Zu erledigende Aufgaben -
A – Gib aus dem Text über die Festivaleröffnung in Cannes den Abschnitt von „Thierry Frémaux, der“ bis „in Selbstparodie umschlägt.“ unverändert aus.
B – Setze den Text über die Festivaleröffnung in Cannes nach seinem letzten Satz fort.

Vorgegebener Text -
%%

Thierry Frémaux, der künstlerische Leiter des Filmfestivals von Cannes, steht vor der Leinwand auf der Bühne der Salle Debussy. In der Hand hat er ein Paar 3-D-Brillen. „Und so“, sagt er, während er die Gläser zu seinen Augen führt, „setzen Sie dann Ihre Brillen auf!“ Der Moment ist ein bisschen lächerlich, ganz so, wie es in Cannes öfters passiert, wenn der Bombast der bedeutendsten Filmschau der Welt in Selbstparodie umschlägt.

Denn auch ohne Festivaldirektor kann wohl jeder seine Brillen aufsetzten. Doch nie würden die Granden von Cannes zugeben, dass diese Demonstration Teil eines Marketingevents ist: Sonst stellt sich Frémaux erst zur Abendgala vor die Gäste; dass er sich an diesem Mittwoch dazu herablässt, auch zur vormittäglichen Pressevorführung zu erscheinen, dient natürlich der Unterstützung des 3-D-Verfahrens. Witzigkeit soll die Präsentation charmant machen: Könnten bitte alle Journalisten ihre 3-D-Brillen aufsetzen, damit Monsieur Frémaux ein Erinnerungsfoto schießen kann? Natürlich leisten alle der Aufforderung Folge.

Dafür werden sie auch belohnt: Mit der Wahl des Eröffnungsfilms hat Cannes heuer ein glückliches Händchen bewiesen. Up ist das erste 3-D-Opus der Animationskünstler vom renommierten Pixar-Studio: Von Toy Story bis WALL-E wurden die bahnbrechenden Leistungen von Pixar gepriesen, die geglückte Verbindung von klassischem Entertainment mit eigener künstlerischer Handschrift. Unterhaltung mit Niveau: Genau das suchen die großen Filmfestivals für ihre Eröffnungen, aber selten finden sie es. Heuer haben die französischen Medien schon vorab gejubelt: ein Auftakt mit den Auteurs des Animationskinos – très jolie!

%%

Gespeicherte Daten -

%%

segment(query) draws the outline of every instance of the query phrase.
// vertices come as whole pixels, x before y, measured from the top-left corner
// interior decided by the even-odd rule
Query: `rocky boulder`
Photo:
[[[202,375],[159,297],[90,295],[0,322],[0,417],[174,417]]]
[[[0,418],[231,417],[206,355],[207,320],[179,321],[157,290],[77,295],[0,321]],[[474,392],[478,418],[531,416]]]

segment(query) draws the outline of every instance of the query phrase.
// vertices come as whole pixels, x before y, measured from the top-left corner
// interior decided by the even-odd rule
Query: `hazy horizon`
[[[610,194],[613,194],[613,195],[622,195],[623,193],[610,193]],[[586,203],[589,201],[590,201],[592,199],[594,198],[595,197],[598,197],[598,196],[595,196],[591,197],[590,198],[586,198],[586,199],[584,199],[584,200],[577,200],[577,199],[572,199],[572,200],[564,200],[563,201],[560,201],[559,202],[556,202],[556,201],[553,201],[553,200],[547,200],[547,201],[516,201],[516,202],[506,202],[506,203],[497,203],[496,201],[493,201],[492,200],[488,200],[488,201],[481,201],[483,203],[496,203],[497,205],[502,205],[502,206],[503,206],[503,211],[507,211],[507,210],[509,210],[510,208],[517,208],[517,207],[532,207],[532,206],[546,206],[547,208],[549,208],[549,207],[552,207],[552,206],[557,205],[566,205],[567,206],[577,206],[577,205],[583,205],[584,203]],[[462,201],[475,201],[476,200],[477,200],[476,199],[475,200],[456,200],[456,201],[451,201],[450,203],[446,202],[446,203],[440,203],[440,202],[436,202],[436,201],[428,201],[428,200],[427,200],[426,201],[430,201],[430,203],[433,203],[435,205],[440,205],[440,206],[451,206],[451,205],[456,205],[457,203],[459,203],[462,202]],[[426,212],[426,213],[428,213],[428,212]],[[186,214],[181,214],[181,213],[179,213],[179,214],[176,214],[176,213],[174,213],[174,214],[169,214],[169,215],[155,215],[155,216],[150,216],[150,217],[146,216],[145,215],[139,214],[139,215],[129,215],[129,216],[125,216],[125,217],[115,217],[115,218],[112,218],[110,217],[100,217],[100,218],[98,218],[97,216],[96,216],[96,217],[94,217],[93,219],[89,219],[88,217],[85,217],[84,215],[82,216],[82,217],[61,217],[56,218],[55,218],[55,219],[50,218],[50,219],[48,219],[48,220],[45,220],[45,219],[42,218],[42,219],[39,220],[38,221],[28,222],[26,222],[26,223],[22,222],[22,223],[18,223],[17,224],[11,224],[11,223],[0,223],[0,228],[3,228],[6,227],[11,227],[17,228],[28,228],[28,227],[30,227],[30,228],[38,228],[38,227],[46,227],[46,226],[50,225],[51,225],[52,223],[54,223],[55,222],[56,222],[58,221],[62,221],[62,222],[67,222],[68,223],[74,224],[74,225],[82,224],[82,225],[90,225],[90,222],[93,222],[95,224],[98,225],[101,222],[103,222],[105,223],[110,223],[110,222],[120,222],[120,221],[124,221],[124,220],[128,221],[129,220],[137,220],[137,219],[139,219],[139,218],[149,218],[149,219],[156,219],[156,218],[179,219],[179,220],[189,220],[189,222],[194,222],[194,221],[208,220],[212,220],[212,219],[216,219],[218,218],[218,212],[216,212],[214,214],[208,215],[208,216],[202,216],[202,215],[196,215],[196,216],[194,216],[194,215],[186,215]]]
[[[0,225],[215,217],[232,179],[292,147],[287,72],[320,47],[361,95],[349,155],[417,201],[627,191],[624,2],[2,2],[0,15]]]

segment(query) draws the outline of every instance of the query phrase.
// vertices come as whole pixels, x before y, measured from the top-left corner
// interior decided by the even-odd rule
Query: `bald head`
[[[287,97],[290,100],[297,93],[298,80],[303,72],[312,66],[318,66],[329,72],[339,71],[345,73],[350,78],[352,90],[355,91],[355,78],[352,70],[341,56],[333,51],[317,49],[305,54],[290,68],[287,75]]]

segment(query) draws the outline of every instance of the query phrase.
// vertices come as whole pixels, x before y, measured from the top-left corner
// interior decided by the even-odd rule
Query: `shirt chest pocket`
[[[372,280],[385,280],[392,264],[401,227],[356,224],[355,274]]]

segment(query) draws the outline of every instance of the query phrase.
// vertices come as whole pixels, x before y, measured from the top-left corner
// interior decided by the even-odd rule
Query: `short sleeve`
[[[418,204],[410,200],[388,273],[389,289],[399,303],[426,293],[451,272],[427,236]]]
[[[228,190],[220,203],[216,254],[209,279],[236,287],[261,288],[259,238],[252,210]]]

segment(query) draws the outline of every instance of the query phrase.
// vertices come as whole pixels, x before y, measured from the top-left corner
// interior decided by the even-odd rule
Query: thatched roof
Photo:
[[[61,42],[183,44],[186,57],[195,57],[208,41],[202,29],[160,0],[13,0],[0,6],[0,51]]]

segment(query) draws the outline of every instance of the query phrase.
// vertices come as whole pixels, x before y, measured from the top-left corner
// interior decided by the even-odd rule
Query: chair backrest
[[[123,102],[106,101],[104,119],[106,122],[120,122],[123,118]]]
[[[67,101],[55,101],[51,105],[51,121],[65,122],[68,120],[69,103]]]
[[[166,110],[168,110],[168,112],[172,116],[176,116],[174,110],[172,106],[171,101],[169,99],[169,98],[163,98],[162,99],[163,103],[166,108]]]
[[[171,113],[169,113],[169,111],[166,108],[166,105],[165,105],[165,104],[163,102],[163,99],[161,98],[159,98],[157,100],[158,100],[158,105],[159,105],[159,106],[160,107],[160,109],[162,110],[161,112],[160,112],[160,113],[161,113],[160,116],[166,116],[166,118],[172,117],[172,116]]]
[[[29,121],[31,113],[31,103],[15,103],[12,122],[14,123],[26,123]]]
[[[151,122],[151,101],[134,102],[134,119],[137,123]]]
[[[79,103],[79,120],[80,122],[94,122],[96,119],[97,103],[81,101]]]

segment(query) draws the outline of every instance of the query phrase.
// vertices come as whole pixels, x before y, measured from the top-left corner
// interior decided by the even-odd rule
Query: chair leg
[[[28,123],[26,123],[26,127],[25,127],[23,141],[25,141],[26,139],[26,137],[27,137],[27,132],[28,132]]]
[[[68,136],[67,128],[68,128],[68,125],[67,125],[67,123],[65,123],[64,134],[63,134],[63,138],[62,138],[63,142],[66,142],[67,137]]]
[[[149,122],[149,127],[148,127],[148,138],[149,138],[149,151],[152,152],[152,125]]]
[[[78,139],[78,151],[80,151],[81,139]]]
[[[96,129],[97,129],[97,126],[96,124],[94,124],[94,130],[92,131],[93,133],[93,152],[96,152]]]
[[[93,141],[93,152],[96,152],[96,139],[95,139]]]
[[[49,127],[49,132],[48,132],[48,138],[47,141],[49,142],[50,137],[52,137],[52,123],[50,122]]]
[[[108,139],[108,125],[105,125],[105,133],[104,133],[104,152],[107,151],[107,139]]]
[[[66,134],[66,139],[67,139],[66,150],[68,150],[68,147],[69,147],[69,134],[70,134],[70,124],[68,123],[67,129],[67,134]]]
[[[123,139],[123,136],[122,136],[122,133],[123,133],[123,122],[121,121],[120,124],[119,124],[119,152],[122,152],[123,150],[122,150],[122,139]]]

%%

Lösungen -
A –
Thierry Frémaux, der künstlerische Leiter des Filmfestivals von Cannes, steht vor der Leinwand auf der Bühne der Salle Debussy. In der Hand hat er ein Paar 3-D-Brillen. „Und so“, sagt er, während er die Gläser zu seinen Augen führt, „setzen Sie dann Ihre Brillen auf!“ Der Moment ist ein bisschen lächerlich, ganz so, wie es in Cannes öfters passiert, wenn der Bombast der bedeutendsten Filmschau der Welt in Selbstparodie umschlägt.

B –
Absurder Ausflug mit Heliumballons

Dass mit Up erstmals ein 3-D-Film in die respektable Position eines Cannes-Eröffnungsfilms gehievt wurde, ist wiederum für die Macher ein Gewinn, Frémaux' Auftritt mit den 3-D-Brillen besiegelt ein für beide Seiten vorteilhaftes Arrangement: Denn Hollywood will das digitale Kino durchsetzen, den neuen dreidimensionalen Methoden kommt dabei eine Schlüsselposition zu. Doch hat das 3-D-Verfahren von jeher den Ruf einer Marketingattraktion: bloße technische Spielerei.

Diesen Vorwurf kann Up nicht ganz entkräften: Regisseur Pete Docter (Monsters, Inc.) hat die 3-D-Effekte überzeugend in die Geschichte eingefügt, aber neue ästhetische Dimensionen erschließen sich dabei nicht. Dennoch: Selten war ein Festivalbeginn so vergnüglich. Dem Film – der unter dem Titel Oben im Herbst nach Österreich kommt – gelingt eine charmante Verbindung von amüsanter Charakterkomödie mit rührenden Elementen. Es geht um einen wortkargen Pensionisten, der nach dem Tod seiner Frau doch noch zu jenem Abenteuer aufbricht, das dem Ehepaar ein Leben lang versagt blieb. (Die gemeinsamen Jahre werden in einer Montage auf wenige Minuten verdichtet, ein schönes Beispiel für den poetischen Witz von Pixar: Das Beziehungsglück übersetzt sich in eine bunte Abfolge verschiedener Krawatten, die von der Gattin liebevoll umgelegt und gebunden werden.)

Hinreißend ist die selbstverständliche Absurdität des Unternehmens. Die Reise nach Südamerika tritt der Rentner in seinem Haus an, mit Heliumballons hat er es zum Luftschiff gemacht, das er per Seilzug mit seiner Kaffeemühle steuern kann. Nachdem es an Höhe verliert, wird es trotzdem den ganzen Film mitgeschleppt, als sei das nur natürlich: Es ist schließlich symbolischer Ballast der lebenslangen Beziehung. Mit an Bord ist auch ein kleiner Pfadfinder: Die Annäherung des ungleichen Duos ist der routinierte Kontrapunkt zu märchenhaften Erlebnissen mit seltenen Vögeln und sprechenden Hunden. Ein Schuss Ironie schadet auch nicht: Es gibt ein gerüttelt Maß an geriatrischer Action, und als der noch ältere Widersacher dem greisen Helden zuruft: „Spuck's aus!“, kriegt er prompt dessen dritte Zähne ins Gesicht.

KRISE AN DER CROISETTE?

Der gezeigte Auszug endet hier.